▶ **Required work**
Below you will find a set of lines. Repeat them all exactly.

▶ **The records**
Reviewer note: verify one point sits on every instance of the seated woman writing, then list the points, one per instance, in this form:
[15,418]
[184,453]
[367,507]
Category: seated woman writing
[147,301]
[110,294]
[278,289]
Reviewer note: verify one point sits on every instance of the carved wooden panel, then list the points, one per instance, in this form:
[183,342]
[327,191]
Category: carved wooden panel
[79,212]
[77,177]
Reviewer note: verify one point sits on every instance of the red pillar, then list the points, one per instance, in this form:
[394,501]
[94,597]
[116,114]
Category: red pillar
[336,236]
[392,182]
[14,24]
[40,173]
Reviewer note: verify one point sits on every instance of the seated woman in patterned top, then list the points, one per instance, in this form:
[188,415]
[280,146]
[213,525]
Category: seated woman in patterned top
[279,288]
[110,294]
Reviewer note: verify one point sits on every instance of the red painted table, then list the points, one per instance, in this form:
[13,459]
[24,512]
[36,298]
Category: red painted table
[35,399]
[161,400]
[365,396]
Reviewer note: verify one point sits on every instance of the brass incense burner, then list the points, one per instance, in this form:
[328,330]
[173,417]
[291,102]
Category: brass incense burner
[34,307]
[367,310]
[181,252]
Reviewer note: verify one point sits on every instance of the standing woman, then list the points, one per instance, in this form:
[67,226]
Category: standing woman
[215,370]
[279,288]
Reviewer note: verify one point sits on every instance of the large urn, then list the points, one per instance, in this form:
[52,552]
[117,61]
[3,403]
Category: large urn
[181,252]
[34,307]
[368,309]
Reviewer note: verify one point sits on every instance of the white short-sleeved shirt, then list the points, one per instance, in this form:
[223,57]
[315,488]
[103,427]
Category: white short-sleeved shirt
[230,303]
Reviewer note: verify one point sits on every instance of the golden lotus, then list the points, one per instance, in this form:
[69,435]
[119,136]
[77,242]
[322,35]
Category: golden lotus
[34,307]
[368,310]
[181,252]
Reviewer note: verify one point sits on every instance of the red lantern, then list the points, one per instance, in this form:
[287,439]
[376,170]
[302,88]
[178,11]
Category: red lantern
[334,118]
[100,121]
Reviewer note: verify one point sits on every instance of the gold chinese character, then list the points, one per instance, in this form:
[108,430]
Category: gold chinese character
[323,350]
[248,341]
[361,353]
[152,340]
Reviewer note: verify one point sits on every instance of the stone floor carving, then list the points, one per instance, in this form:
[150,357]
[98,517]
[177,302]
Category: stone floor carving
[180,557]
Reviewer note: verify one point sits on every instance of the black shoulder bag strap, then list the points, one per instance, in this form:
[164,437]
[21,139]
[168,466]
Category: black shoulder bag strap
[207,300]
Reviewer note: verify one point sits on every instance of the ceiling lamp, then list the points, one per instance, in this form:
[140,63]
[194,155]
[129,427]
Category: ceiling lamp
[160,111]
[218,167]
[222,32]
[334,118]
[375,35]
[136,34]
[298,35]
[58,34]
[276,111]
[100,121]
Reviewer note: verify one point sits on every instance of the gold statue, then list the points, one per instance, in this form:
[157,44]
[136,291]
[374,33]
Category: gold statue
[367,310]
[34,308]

▶ **Final answer**
Reviewer note: verify one point sits on every instance of the seated woman writing, then list the points, one per instance, in this form:
[15,418]
[184,453]
[367,507]
Category: seated woman writing
[147,301]
[110,294]
[278,289]
Reviewer note: verify one point sits on every instance of the carved wooden panel, then list the points, one per instance, in this form:
[183,342]
[327,191]
Category: carved wooden panel
[79,212]
[77,177]
Reviewer note: verify one point sits on every instance of the red pillar, then list the points, one per instance, in this form:
[394,501]
[94,597]
[116,114]
Category: red pillar
[336,236]
[392,182]
[14,24]
[40,173]
Reviewer note: verify one point sits on every instance of the seated woman in patterned top, then list the points, one per instance, in this form:
[188,415]
[280,146]
[213,525]
Category: seated woman in patterned top
[279,288]
[110,294]
Reviewer note: verify one point sits on every instance of the red painted table, then list the points, one per instance, in this form:
[13,459]
[24,512]
[36,298]
Category: red painted table
[35,399]
[161,400]
[365,396]
Reviewer note: verify one point sits on every instance of the brass incense burner, then list the points, one per instance, in this form:
[328,330]
[173,417]
[291,102]
Category: brass incense burner
[34,307]
[367,310]
[181,252]
Reviewer note: verify one point sits on every instance of the standing woman, then list the points, one per instance, in this form:
[67,226]
Category: standing woman
[215,370]
[279,288]
Reviewer note: verify one point sits on every instance of the large urn, then list the points, one per instance, in this form:
[52,552]
[117,61]
[3,403]
Category: large urn
[181,252]
[34,307]
[368,309]
Reviewer note: verify one point sits on every instance of the white short-sleeved shirt, then list the points, one per instance, in this form:
[223,57]
[315,488]
[103,427]
Category: white short-sleeved shirt
[230,303]
Reviewer note: verify one point sits on every instance of the golden lotus, then list the points, one per instance, in this form:
[69,435]
[119,136]
[77,242]
[322,35]
Category: golden lotus
[34,307]
[368,310]
[181,252]
Reviewer note: verify one point sits on every instance of the red lantern, then list the points, one per instance, in this form:
[287,439]
[376,170]
[302,88]
[178,11]
Category: red lantern
[334,118]
[100,121]
Reviewer note: verify one point sits on every instance of the gold chinese character, then list the points, one per instance, in this form:
[108,430]
Category: gold chinese character
[323,350]
[248,341]
[361,353]
[152,340]
Reviewer note: verify one point sits on every instance of the stone floor carving, then list the points, one per instance, in this form:
[150,357]
[98,517]
[177,302]
Category: stone floor carving
[180,557]
Reviewer note: verify one point sits on every instance of the black shoulder bag strap, then list the points, one per instance, in this form:
[164,437]
[21,139]
[168,466]
Category: black shoulder bag strap
[207,300]
Reviewer note: verify one point sits on every instance of the ceiling lamp, then list the points, one per instance, in this form:
[140,63]
[194,155]
[129,427]
Category: ceiling lamp
[160,111]
[218,167]
[222,32]
[334,118]
[375,35]
[136,34]
[298,35]
[58,34]
[276,111]
[100,121]
Reviewer note: verify one point sits on every instance of the gold statue, then list the points, one per instance, in this form:
[157,44]
[136,291]
[374,33]
Category: gold statue
[367,310]
[34,308]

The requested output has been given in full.